I need the number of lines in the data that include "instance"; reply with that number alone.

··· MATERIAL TO PROCESS

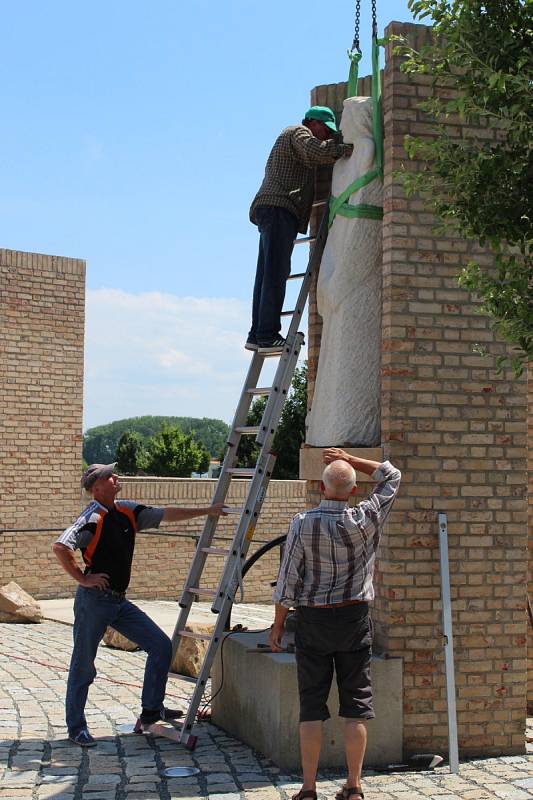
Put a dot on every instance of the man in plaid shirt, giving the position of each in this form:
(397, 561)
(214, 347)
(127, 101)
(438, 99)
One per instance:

······

**SOLUTION FOR THIS TASK**
2